Além disso, um investimento maior é para qualificar os profissionais da saúde para aplicar o Guia Alimentar. A gente tem agora um curso virtual que é o QualiGuia, para que os profissionais de saúde já possam aplicar o Guia.

Ainda hoje a gente vê materiais didáticos nas escolas desatualizados, que não consideram o Guia. Esse é um grande desafio, que eu nem sei muito por onde começar, mas talvez com as editoras e tal, para esse alinhamento.

E acho que cobrindo essas frentes aí, segurança alimentar, saúde, educação, a gente conseguiria aumentar bastante esse alcance. Quanto mais, melhor. Não tenho muita expectativa que a gente consiga ter grandes campanhas massivas de comunicação, porque a indústria pega pesado.

"O aumento da insegurança alimentar no Brasil, que vem de 2016 para cá, fez com que as pessoas tivessem que direcionar suas escolhas pro que é mais barato. Hoje o mais barato é ultraprocessado. As pessoas associam a pobreza com a falta de comida, mas não com a baixa qualidade dos alimentos."

Não dá para listar tudo, mas o que você tem percebido que tem sido mais impactante dos ultraprocessados na saúde das pessoas?

Tem um estudo que fez um compilado de todas as doenças relacionadas com pré-processados: eles foram relacionados com mais de 30 tipos de doenças. As que a gente tem evidência mais forte tem a ver com obesidade, doenças cardiovasculares, alguns tipos de câncer, distúrbios de saúde mental, como depressão, ansiedade, distúrbios gastrointestinais e até mesmo doenças respiratórias. 

As pessoas ainda não entendem que, talvez, ter dinheiro para comprar apenas um pacote de biscoito é insegurança alimentar. Ainda são poucas as problematizações diante da realidade de uma pessoa que só tem dinheiro para comprar um suco, que na verdade não é um suco, mas sim alguma outra coisa. Por que você acha que os ultraprocessados entraram com tanta força na nossa casa e na nossa vida?

 

É super importante essa pergunta. Mais recentemente o ultraprocessado está mais barato. Fomos olhar algumas décadas anteriores e a gente via que quem consumia ultraprocessado era a população mais rica, a que tinha acesso financeiro para comprar esse tipo de produto. Para ser mais exata, estamos falando dos 20% da população mais ricos.

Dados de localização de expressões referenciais
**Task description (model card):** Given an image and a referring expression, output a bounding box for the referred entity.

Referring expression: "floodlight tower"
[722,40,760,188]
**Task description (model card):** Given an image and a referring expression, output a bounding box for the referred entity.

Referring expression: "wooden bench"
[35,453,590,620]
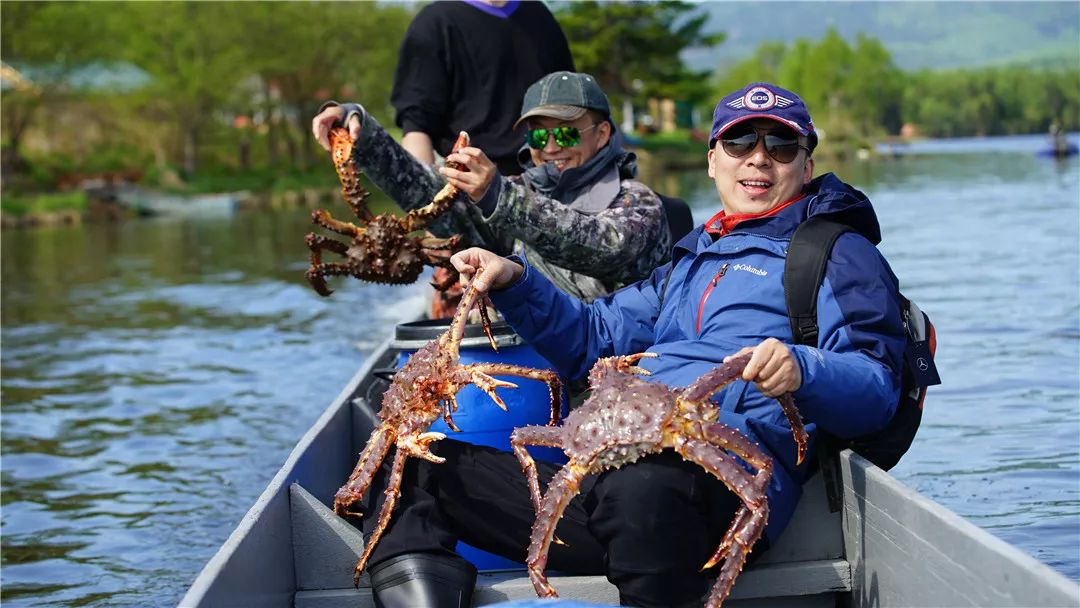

Enunciado
Escreva a continuação da entrevista sobre ultraprocessados e o Guia Alimentar, começando logo após a última frase apresentada.

Resposta
Com o passar do tempo, a gente tem visto que a dinâmica de preço de alimentos no Brasil e no mundo tem mudado muito. Todas essas crises, como a crise climática e a de baixos incentivos para os alimentos saudáveis, fazem com que esses alimentos saudáveis estejam aumentando de preço. Isso torna os ultraprocessados mais baratos, que dependem só de monoculturas, poucos ingredientes que não são commodities. Açúcar, trigo, milho, soja… basicamente são esses quatro ingredientes que compõem os ultraprocessados.

O aumento da insegurança alimentar no Brasil, que vem de 2016 para cá, fez com que as pessoas tivessem que direcionar suas escolhas pro que é mais barato. Hoje o mais barato é ultraprocessado. As pessoas associam a pobreza com a falta de comida, mas não com a baixa qualidade dos alimentos.

Isso faz com que apareçam críticas falando que não se pode criticar o que as pessoas estão consumindo porque é o que elas têm acesso. Mas se não é um acesso de qualidade, a pessoa continua em insegurança alimentar. Ela continua com mais riscos de desenvolver doenças. A gente não pode deixar de falar sobre isso. A pessoa tem situação de fome e a gente quer que todo mundo tenha acesso a alimentos de qualidade.

O ultraprocessado tem que ser usado para combater a fome. E se é o que tem para pessoa consumir, claro que numa situação emergencial, é o que ela vai fazer. Mas a gente não pode deixar de considerar que isso não é suficiente, e tanto é que os dados que a gente tem atualmente mostram que aquele pessoal mais rico que está no patamar dos 20% mais ricos desacelerou, não está consumindo mais.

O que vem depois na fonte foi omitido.